=== Dataset entries ===
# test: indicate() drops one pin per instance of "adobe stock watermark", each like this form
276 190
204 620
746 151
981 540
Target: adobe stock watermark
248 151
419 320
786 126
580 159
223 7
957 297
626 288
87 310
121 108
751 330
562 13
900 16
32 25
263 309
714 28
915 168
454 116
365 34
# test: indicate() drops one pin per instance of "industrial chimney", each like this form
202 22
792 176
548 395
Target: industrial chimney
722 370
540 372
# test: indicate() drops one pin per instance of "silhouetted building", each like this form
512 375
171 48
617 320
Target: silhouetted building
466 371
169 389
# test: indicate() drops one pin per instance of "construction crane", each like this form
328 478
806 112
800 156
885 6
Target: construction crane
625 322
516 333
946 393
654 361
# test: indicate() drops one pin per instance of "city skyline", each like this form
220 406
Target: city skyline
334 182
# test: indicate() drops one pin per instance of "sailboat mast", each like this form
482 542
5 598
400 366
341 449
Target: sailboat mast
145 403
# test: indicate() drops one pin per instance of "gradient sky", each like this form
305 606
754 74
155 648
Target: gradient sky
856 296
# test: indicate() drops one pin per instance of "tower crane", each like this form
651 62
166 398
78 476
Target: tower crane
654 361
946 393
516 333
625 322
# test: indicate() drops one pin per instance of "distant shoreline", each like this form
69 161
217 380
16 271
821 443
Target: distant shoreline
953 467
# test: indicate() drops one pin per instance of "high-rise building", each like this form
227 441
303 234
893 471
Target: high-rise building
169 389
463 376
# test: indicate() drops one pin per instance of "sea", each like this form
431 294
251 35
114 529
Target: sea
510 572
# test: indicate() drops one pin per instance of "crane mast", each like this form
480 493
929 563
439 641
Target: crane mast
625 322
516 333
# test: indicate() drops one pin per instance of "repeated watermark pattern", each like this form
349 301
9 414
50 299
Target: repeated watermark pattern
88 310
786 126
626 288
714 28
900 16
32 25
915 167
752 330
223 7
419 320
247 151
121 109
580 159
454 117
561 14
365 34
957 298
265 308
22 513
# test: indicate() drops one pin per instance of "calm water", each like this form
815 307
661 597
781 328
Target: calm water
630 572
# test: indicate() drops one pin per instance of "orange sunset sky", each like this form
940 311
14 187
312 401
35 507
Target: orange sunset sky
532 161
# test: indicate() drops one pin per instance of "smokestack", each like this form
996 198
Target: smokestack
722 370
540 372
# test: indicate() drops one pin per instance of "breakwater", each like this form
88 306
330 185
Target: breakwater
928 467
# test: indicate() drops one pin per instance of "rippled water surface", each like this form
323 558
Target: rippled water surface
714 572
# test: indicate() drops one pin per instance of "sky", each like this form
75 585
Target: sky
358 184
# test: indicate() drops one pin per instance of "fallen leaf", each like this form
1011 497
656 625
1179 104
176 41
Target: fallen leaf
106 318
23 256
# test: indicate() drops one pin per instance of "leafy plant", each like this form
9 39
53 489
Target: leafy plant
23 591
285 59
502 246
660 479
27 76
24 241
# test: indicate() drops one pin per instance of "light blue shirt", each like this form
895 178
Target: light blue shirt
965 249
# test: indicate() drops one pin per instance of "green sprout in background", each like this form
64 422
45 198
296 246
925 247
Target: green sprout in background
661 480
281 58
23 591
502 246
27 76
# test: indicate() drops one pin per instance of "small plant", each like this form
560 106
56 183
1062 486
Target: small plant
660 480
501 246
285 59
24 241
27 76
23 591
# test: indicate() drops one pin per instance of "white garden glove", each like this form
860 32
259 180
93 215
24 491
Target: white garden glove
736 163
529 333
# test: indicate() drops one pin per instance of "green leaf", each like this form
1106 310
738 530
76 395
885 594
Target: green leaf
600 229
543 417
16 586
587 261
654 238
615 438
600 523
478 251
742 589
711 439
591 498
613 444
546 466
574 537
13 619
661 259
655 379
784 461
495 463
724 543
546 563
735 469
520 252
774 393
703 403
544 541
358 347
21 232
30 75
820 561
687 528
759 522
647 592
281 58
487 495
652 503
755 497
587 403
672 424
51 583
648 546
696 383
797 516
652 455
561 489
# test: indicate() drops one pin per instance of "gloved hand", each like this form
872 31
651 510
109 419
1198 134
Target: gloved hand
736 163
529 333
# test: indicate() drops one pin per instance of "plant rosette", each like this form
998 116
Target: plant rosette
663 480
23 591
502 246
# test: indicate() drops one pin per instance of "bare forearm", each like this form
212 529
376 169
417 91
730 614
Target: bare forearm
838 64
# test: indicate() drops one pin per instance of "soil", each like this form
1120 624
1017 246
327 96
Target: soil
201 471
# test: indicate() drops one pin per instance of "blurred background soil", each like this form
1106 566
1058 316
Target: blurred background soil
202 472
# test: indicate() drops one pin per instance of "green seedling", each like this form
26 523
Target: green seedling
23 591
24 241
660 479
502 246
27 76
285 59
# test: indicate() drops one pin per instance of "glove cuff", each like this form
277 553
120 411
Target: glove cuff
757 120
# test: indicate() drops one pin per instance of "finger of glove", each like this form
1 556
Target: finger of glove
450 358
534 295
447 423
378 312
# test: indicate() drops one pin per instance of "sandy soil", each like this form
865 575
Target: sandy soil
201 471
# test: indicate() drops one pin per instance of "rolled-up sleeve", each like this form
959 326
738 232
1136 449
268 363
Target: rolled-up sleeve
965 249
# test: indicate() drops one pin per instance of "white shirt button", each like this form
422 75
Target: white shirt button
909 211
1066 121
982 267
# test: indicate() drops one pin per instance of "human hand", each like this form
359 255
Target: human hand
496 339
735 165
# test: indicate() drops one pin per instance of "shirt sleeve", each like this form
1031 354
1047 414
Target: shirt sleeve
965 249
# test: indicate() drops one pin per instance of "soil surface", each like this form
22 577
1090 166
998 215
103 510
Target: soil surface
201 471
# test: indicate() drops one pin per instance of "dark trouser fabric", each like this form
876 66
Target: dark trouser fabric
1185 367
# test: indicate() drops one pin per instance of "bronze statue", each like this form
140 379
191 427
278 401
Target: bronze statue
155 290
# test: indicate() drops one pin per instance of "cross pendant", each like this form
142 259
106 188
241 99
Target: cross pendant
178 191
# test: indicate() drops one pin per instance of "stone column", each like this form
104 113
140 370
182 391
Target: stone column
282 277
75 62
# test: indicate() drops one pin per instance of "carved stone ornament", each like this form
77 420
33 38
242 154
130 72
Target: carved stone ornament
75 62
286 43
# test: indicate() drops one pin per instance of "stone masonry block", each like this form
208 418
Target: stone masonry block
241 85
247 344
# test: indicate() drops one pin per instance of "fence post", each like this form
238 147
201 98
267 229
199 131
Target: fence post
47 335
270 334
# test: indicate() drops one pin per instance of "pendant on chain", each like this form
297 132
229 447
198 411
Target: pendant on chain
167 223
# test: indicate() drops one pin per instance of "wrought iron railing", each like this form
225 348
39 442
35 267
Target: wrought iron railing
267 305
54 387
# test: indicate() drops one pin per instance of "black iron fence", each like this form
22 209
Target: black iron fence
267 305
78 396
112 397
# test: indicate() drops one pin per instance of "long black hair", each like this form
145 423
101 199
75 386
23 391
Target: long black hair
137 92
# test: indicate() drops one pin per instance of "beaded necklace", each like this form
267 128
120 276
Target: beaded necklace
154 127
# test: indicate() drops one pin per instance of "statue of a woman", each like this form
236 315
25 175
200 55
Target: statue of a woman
===
### [What is being asked]
Produce an exact copy of all the records.

### [Written solution]
# test: indicate() drops one pin per instance of "adobe stock watermark", each like this form
276 190
204 620
746 151
981 540
Target: adobe stock watermark
248 151
419 320
786 126
580 159
223 7
957 297
626 288
87 310
121 108
751 330
562 13
900 16
32 25
263 309
714 28
915 168
454 116
365 34
# test: indicate() drops one pin per instance of "industrial chimney", each like this form
202 22
792 176
548 395
Target: industrial chimney
722 370
540 372
# test: indicate() drops one pin per instance of "silhouetted building", each like this form
512 375
171 48
617 320
Target: silhouetted building
466 371
169 389
# test: indicate() drops one pin per instance of "construction crane", each like this form
328 478
806 112
800 156
885 6
Target: construction crane
625 322
516 333
946 393
654 361
# test: indicate() drops one pin per instance of "city skyline", each like this form
220 406
Target: city skyline
334 182
# test: indicate() drops one pin per instance of "sailboat mast", each like this form
482 542
5 598
400 366
341 449
Target: sailboat mast
145 403
# test: indicate() drops one pin per instance of "gradient sky", each like this form
305 606
754 74
155 648
Target: gradient sky
856 296
# test: indicate() drops one pin per instance of "tower crane", each like this form
651 62
166 398
78 476
Target: tower crane
654 361
946 393
516 333
625 322
# test: indicate() drops one pin per instance of "distant shoreline", each like this form
69 161
217 380
16 271
821 443
Target: distant shoreline
953 467
# test: indicate() drops one pin per instance of "high-rise building", each like this form
227 441
303 234
893 471
Target: high-rise building
169 389
463 376
# test: indicate() drops one pin per instance of "sea", each like this form
431 294
251 35
114 529
Target: sea
510 572
# test: indicate() drops one pin per instance of "crane mast", each like this form
480 493
929 563
439 641
Target: crane mast
625 322
516 333
# test: indicate() drops one pin per instance of "repeated watermark pattern", each like this form
349 301
9 414
50 299
Target: repeated watermark pattern
88 310
786 126
626 288
714 28
900 16
32 25
915 167
752 330
223 7
419 320
247 151
121 109
580 159
454 117
561 14
365 34
957 298
265 308
22 513
# test: indicate() drops one pin per instance of "calm water", each like this form
815 307
661 597
781 328
Target: calm water
630 572
# test: indicate() drops one pin per instance of "orange sunset sky", each like this form
940 311
14 187
312 401
35 507
Target: orange sunset sky
532 161
# test: indicate() drops one pin per instance of "smokestack", each like this form
996 198
Target: smokestack
722 370
540 372
# test: indicate() drops one pin per instance of "breakwater", each like this form
88 306
330 185
Target: breakwater
928 467
# test: indicate() drops one pin per instance of "rippled water surface", each like this form
323 558
Target: rippled water surface
714 572
# test: indicate() drops one pin per instance of "sky", each like this form
75 585
Target: sky
358 184
# test: indicate() drops one pin per instance of "fallen leaf", each like this form
1011 497
656 625
1179 104
176 41
Target: fallen leaf
106 318
23 256
# test: indicate() drops one pin per instance of "leafy plant", each like this form
9 39
53 489
Target: leafy plant
23 591
285 59
502 246
660 479
27 76
24 241
# test: indicate() drops one pin per instance of "light blue shirt", each like this form
895 178
Target: light blue shirt
965 249
# test: indicate() drops one pin per instance of "green sprout in background", each like this form
64 422
45 198
296 246
925 247
Target: green sprout in background
661 480
281 58
23 591
502 246
27 76
# test: indicate() drops one pin per instance of "small plant", each like this form
560 106
56 183
1062 486
Target: small plant
660 480
501 246
285 59
24 241
27 76
23 591
# test: indicate() drops one pin per instance of "white garden glove", each like this form
860 32
259 180
93 215
24 491
Target: white garden glove
736 163
529 333
# test: indicate() drops one pin per instance of "green leaf", each like this form
1106 310
738 530
76 395
885 594
Target: green leaf
600 229
543 417
16 586
587 261
654 238
615 438
600 523
478 251
742 589
711 439
591 498
613 444
546 466
574 537
13 619
661 259
655 379
784 461
495 463
724 543
546 563
735 469
520 252
774 393
703 403
544 541
358 347
21 232
30 75
820 561
687 528
759 522
647 592
281 58
487 495
652 503
755 497
587 403
672 424
51 583
648 546
696 383
797 516
652 455
561 489
# test: indicate() drops one pin per instance of "gloved hand", each like this form
872 31
651 510
109 419
1198 134
Target: gloved hand
736 163
529 333
# test: indicate() drops one pin per instance of "plant rosette", each like this form
998 116
Target: plant rosette
663 480
23 591
502 246
# test: indicate() drops one pin per instance of "bare forearm", each like this form
212 529
376 169
417 91
730 614
Target: bare forearm
838 64
# test: indicate() drops one pin per instance of "soil", each like this form
1120 624
1017 246
327 96
Target: soil
201 471
# test: indicate() drops one pin per instance of "blurred background soil", each like this form
1106 566
1058 316
Target: blurred background soil
202 472
# test: indicate() drops one pin per instance of "green seedling", each like this form
26 523
Target: green seedling
23 591
24 241
660 479
502 246
27 76
285 59
# test: indicate() drops one pin per instance of "glove cuff", each like this form
277 553
120 411
Target: glove cuff
757 120
# test: indicate() drops one pin per instance of "finger of glove", each like this form
1 556
Target: finger of glove
450 358
534 295
447 423
378 312
# test: indicate() drops one pin per instance of "sandy soil", each like this form
865 575
Target: sandy soil
201 471
# test: indicate() drops one pin per instance of "rolled-up sleeve", each like this form
959 326
738 232
1136 449
268 363
Target: rolled-up sleeve
965 249
# test: indicate() drops one pin per instance of "white shirt button", each like this form
422 75
Target: white shirt button
909 211
1066 121
982 267
# test: indicate() drops one pin per instance of "human hand", each like this form
359 255
Target: human hand
496 339
735 165
# test: indicate() drops one pin per instance of "shirt sleeve", each like this form
1031 354
1047 414
Target: shirt sleeve
965 249
# test: indicate() drops one pin per instance of "soil surface", each like this form
22 577
1090 166
998 215
103 510
Target: soil surface
201 471
# test: indicate() drops one pin per instance of "dark trouser fabric", each like this form
876 66
Target: dark trouser fabric
1185 367
# test: indicate() drops one pin per instance of "bronze statue", each like this form
140 379
191 427
278 401
Target: bronze statue
155 290
# test: indicate() drops one pin per instance of "cross pendant", each like this form
142 259
106 188
241 99
Target: cross pendant
178 191
# test: indicate() drops one pin per instance of "stone column", each like this form
104 113
140 370
182 391
Target: stone column
282 277
75 62
# test: indicate() drops one pin per instance of "carved stone ornament", each like this form
77 420
33 38
242 154
130 72
Target: carved stone ornament
75 62
286 43
# test: indicate() drops one pin per instance of "stone masonry block", each like this form
208 418
Target: stone masonry block
241 85
247 344
# test: indicate() drops one pin per instance of "fence post", each like this form
238 147
201 98
267 229
199 131
Target: fence post
47 335
270 334
# test: indicate() drops one pin per instance of "pendant on chain", each like this form
297 132
229 447
198 411
Target: pendant on chain
167 223
# test: indicate() drops one pin per instance of "wrought iron railing", each like this form
225 348
39 442
35 267
Target: wrought iron railing
267 305
54 387
# test: indicate() drops one pin per instance of "black iron fence", each like this form
22 209
Target: black iron fence
267 305
78 396
112 397
# test: indicate() drops one pin per instance of "long black hair", each like this form
145 423
101 199
75 386
23 391
Target: long black hair
137 92
# test: indicate() drops one pin per instance of "beaded necklace", each like this form
267 128
120 276
Target: beaded necklace
154 127
# test: indicate() drops one pin per instance of "statue of a woman", each like this form
236 315
25 175
200 55
Target: statue of a woman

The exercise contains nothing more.